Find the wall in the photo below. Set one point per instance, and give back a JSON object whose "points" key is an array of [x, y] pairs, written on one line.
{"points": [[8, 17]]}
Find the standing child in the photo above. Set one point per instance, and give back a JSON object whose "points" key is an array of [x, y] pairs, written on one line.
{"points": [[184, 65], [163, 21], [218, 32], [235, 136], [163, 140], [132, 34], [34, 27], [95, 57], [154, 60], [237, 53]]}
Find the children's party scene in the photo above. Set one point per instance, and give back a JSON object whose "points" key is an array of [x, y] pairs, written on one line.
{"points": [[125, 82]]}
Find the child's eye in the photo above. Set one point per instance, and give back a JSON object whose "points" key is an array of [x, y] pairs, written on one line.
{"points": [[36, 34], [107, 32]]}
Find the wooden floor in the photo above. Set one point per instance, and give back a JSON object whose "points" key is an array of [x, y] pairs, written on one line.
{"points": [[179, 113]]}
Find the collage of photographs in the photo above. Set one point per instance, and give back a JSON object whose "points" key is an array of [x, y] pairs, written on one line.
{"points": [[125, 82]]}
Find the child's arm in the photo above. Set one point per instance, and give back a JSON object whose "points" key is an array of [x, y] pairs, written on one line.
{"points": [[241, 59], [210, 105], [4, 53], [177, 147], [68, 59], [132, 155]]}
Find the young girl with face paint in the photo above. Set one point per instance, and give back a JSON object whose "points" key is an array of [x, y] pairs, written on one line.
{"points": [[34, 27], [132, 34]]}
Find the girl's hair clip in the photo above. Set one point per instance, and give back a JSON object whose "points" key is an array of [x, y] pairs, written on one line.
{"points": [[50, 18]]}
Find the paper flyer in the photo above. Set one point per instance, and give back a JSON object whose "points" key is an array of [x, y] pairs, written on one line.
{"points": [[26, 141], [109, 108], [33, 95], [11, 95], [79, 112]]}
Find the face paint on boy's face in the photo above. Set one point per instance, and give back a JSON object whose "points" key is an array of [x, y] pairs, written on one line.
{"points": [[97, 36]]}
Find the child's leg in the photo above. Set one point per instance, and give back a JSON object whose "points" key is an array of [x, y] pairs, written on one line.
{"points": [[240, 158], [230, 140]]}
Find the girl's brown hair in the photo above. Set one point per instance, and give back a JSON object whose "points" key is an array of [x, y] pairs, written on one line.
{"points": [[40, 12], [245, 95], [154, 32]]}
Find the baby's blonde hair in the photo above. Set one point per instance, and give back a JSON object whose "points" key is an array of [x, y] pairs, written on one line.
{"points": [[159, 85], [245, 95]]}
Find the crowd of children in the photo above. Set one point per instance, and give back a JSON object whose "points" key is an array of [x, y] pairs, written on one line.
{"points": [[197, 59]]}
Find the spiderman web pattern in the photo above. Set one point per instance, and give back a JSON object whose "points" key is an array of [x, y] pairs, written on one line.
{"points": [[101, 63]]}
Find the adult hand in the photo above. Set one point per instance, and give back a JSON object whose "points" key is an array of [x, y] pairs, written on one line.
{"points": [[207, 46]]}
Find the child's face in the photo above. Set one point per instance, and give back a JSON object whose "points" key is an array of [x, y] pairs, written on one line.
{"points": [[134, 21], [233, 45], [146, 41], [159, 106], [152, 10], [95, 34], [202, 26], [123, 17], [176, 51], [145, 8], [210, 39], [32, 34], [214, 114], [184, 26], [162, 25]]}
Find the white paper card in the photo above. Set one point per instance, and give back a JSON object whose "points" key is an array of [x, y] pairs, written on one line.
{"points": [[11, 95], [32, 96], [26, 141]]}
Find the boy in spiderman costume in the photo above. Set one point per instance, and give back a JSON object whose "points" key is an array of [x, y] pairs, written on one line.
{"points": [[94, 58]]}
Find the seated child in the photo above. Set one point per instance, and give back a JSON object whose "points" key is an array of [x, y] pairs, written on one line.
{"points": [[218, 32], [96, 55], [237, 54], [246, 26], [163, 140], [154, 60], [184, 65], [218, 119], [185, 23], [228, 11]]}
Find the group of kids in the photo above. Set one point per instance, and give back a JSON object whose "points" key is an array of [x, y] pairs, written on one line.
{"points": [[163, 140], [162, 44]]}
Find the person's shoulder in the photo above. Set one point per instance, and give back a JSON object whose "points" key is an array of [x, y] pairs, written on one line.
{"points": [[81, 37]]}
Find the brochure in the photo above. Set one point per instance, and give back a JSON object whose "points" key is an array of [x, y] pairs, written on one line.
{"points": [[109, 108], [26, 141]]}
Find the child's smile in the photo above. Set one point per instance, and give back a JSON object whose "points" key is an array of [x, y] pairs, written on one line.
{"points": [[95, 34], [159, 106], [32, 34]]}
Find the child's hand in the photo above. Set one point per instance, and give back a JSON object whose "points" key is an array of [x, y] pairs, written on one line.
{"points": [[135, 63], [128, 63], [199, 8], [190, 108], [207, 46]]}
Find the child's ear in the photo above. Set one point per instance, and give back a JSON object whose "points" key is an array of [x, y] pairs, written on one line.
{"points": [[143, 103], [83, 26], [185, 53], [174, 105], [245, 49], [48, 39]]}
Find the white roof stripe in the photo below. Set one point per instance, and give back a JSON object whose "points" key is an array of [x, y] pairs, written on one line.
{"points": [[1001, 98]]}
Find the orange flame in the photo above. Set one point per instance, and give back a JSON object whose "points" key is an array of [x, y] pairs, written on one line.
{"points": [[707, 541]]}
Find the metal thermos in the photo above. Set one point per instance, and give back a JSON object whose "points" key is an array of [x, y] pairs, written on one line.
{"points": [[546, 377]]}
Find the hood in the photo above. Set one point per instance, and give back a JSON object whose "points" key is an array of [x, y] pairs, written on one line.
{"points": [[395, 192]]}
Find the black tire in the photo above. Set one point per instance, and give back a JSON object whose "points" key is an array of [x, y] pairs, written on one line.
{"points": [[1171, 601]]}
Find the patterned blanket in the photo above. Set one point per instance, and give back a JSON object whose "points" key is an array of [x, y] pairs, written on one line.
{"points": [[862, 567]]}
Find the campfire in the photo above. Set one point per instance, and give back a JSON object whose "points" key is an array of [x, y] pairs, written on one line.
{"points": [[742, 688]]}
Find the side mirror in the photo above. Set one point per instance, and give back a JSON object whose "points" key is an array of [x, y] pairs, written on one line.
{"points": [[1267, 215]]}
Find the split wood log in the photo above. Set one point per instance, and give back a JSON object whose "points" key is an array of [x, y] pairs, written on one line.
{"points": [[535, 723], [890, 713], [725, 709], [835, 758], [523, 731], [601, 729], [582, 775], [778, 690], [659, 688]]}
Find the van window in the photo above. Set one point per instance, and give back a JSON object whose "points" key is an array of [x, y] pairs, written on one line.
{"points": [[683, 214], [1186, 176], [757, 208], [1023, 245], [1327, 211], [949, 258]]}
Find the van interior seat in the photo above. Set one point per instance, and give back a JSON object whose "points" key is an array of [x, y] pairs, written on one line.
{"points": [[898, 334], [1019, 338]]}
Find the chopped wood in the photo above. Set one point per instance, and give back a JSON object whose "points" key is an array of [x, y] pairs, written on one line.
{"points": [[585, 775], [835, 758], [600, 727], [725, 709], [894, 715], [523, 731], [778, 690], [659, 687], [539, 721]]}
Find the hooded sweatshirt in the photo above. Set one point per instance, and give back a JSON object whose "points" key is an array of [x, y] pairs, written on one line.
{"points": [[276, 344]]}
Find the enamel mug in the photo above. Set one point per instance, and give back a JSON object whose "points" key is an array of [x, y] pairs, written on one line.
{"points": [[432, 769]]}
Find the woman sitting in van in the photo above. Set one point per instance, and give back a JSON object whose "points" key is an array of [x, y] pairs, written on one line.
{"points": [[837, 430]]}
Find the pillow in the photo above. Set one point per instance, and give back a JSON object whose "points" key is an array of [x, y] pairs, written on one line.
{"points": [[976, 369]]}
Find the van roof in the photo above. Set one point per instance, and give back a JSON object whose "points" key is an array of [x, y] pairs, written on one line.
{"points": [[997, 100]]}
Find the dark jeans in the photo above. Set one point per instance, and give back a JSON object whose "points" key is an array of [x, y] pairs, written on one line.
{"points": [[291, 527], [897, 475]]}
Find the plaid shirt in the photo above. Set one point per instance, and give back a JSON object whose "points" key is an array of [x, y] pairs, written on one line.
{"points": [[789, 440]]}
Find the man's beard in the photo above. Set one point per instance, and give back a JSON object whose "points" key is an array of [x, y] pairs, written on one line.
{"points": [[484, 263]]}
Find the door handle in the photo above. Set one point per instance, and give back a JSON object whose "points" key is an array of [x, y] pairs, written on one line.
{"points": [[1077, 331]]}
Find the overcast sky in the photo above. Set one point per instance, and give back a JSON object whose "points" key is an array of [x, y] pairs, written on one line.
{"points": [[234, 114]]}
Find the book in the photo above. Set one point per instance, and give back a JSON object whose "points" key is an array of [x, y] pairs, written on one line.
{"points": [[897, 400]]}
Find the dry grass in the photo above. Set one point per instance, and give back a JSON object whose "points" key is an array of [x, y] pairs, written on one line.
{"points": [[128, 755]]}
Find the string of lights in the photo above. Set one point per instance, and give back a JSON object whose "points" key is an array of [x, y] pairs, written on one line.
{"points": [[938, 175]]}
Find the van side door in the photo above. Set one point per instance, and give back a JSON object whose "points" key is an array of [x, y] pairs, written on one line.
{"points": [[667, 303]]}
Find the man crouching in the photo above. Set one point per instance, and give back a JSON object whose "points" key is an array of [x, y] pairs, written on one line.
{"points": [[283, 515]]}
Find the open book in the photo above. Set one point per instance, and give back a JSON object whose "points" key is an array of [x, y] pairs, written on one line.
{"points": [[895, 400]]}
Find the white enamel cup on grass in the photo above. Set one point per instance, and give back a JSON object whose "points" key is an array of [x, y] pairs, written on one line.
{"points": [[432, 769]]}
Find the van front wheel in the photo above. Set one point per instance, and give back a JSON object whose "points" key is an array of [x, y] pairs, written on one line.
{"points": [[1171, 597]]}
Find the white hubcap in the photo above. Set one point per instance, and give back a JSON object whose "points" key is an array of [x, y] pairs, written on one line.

■ **EXERCISE**
Restate the final lines of the listing above word for word, beginning at the line that contains "Find the white enamel".

■ **WRITTEN RESPONSE**
Find the white enamel cup on grass in the photo above. Set one point per instance, and give back a JSON object whose "points" key is an array of [x, y] pairs, written on one line.
{"points": [[432, 769]]}
Find the van front wheel in the photo above. Set one point per instance, and give back a JSON object whose "points" key is an array of [x, y] pairs, written on one line.
{"points": [[1171, 597]]}
Find the white hubcap in the photo above. Set one point per instance, and give back a JSON object whose "points" key is an array of [x, y] pairs, written on one line.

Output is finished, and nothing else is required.